*GIVEN RECORDS*.
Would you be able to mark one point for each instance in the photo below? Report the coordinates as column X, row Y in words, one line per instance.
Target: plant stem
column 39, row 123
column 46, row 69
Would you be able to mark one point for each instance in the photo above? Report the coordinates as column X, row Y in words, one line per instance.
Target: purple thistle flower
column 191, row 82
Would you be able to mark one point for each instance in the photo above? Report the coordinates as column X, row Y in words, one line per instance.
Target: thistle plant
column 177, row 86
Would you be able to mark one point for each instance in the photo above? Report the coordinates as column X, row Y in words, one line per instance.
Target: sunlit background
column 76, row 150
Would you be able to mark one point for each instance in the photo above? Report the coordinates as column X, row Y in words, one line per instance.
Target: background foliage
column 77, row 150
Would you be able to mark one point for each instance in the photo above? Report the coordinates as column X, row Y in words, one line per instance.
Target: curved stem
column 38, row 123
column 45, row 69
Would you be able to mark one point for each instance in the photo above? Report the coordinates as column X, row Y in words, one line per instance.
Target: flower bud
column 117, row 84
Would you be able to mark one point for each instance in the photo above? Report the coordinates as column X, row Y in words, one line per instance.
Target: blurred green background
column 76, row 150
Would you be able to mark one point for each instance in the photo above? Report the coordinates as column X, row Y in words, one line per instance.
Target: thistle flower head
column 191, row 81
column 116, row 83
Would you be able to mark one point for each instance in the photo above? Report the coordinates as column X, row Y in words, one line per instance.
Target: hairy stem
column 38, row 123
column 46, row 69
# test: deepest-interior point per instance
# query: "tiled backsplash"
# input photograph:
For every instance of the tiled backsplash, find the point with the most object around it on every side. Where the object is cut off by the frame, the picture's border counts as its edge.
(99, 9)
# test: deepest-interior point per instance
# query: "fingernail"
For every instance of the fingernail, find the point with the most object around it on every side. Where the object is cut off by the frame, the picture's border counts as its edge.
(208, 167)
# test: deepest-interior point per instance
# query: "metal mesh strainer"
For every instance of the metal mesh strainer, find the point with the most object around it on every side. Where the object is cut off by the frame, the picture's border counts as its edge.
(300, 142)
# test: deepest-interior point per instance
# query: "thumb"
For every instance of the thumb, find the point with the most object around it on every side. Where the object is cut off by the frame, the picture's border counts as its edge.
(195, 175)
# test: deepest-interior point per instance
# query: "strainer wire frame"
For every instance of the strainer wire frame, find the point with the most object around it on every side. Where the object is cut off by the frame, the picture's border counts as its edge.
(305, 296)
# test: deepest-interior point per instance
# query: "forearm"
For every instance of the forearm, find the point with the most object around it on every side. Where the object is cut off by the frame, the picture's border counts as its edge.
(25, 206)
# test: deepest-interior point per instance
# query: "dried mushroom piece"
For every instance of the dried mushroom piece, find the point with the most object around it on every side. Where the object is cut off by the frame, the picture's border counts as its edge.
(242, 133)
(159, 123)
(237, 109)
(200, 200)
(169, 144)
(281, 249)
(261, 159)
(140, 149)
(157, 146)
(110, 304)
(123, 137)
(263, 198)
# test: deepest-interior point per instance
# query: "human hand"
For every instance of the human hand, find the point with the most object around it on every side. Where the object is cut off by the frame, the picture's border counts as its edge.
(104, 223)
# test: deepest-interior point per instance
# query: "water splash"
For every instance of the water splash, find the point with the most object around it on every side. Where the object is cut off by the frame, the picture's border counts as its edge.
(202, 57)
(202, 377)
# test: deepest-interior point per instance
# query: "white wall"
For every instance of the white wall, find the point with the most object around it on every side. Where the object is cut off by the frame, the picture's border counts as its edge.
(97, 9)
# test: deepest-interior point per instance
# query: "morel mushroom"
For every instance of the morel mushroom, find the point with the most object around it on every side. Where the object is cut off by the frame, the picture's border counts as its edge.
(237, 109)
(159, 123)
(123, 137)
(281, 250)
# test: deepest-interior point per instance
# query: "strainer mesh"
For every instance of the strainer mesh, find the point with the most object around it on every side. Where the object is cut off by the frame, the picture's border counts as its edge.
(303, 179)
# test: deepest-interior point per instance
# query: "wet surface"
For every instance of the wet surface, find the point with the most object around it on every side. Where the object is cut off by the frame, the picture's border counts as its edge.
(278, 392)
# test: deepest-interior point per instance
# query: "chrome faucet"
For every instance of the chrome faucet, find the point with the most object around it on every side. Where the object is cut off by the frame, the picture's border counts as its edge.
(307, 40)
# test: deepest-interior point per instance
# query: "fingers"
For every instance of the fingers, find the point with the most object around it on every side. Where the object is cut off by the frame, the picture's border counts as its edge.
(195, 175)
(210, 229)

*THE PROBLEM*. Update everything from the start of the material down to the line containing "column 191, row 82" by changing "Target" to "Object" and keeping all else the same. Give back only those lines.

*RESULT*.
Would you be able to mark one point for each instance in the photo below? Report the coordinates as column X, row Y in words, one line per instance.
Object: plant stem
column 39, row 123
column 46, row 69
Would you be able to mark one point for each instance in the photo above? Report the coordinates as column X, row Y in words, one line per instance.
Object: purple thistle flower
column 191, row 82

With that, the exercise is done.